WHAT TO DO: A verbatim reproduction of the lines below, from the line containing "Where can you find the cabinet top" through the line containing "Where can you find the carpeted", both ends included, is the whole required output.

DATA LISTING:
╭──

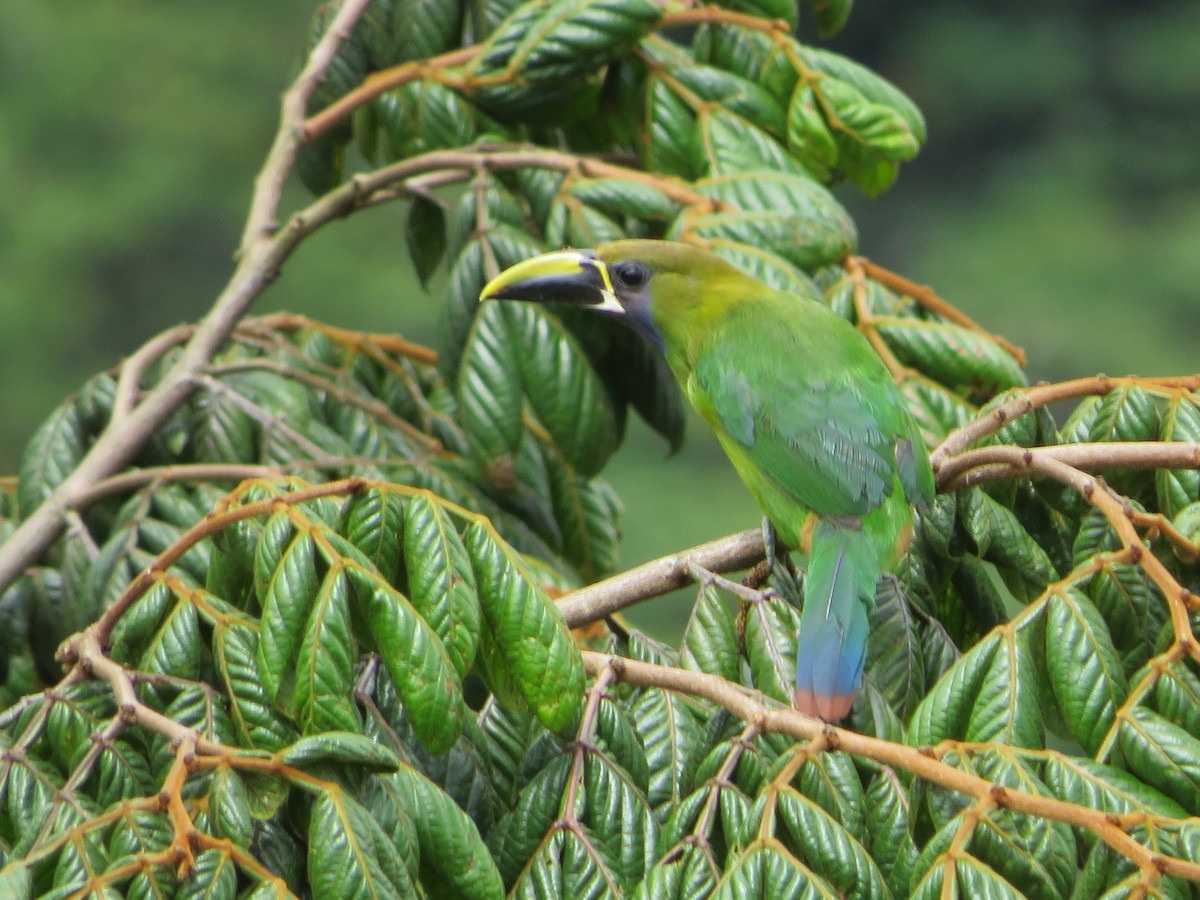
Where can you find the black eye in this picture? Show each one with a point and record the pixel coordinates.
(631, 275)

╰──
╭──

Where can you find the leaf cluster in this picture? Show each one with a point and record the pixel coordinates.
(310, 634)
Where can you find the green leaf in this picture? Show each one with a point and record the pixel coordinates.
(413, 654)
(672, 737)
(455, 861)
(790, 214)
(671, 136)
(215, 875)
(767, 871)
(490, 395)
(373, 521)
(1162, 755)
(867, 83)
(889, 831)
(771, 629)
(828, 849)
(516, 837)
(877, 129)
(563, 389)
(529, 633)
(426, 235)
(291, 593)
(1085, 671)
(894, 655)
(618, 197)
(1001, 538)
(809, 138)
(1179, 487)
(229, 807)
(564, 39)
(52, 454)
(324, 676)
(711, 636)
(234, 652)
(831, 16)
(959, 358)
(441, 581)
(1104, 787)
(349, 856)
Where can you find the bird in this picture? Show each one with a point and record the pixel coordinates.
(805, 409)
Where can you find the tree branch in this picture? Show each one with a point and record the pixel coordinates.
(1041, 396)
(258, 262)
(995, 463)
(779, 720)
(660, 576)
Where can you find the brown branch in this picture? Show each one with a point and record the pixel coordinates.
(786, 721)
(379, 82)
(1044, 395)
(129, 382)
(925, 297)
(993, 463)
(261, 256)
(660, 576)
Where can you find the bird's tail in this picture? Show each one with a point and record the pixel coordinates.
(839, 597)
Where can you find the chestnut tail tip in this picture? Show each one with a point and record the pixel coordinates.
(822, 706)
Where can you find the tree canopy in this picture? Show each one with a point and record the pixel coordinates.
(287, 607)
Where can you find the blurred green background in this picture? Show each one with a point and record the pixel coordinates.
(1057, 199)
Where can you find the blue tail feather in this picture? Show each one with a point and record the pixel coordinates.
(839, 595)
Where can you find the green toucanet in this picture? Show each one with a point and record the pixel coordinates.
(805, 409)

╰──
╭──

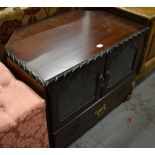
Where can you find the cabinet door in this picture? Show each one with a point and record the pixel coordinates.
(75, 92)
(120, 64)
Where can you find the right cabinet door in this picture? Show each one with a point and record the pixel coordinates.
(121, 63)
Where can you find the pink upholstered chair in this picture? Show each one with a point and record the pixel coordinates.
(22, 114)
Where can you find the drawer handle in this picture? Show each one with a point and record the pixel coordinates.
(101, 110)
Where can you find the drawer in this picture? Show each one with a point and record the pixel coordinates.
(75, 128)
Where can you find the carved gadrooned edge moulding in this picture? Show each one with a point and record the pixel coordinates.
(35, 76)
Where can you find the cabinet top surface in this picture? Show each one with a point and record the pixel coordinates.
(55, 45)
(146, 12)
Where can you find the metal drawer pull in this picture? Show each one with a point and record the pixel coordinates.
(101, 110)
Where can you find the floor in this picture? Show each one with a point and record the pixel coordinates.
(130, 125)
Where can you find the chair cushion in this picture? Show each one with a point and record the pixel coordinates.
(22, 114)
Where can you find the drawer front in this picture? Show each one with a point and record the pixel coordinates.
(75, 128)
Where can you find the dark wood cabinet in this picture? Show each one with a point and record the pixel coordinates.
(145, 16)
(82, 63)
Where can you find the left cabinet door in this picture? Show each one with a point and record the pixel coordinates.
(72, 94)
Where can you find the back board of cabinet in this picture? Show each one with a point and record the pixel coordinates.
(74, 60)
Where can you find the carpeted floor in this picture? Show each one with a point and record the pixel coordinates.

╰──

EXERCISE RESPONSE:
Where can you find the cabinet top surface in this picture? Show each one with a point and record the pixel coordinates.
(55, 45)
(146, 12)
Where can you find the metal drawer pull in this picture? Show each one with a point and record the pixel coordinates.
(101, 110)
Where can you find the floor in this picture? Show each one with a point and record the pixel coordinates.
(130, 125)
Where can you find the chair cushion in this picture? Show each one with a point and record the pixel coordinates.
(22, 114)
Where can you find the drawer front in this picture? Show each one with a point and record the pixel coordinates.
(75, 128)
Where can you find the dark wood cabinet in this picture? Show each one with a point and record the pixel coordinates.
(145, 16)
(82, 63)
Where can you find the left cabinet door in this picture? Show each one with a point and record the pixel coordinates.
(72, 94)
Where can you find the back board of cabinet in this picture? Show each one with a point and record the pixel coordinates.
(74, 60)
Where can you find the carpeted floor in this picture? Show each one with a point and record the pixel coordinates.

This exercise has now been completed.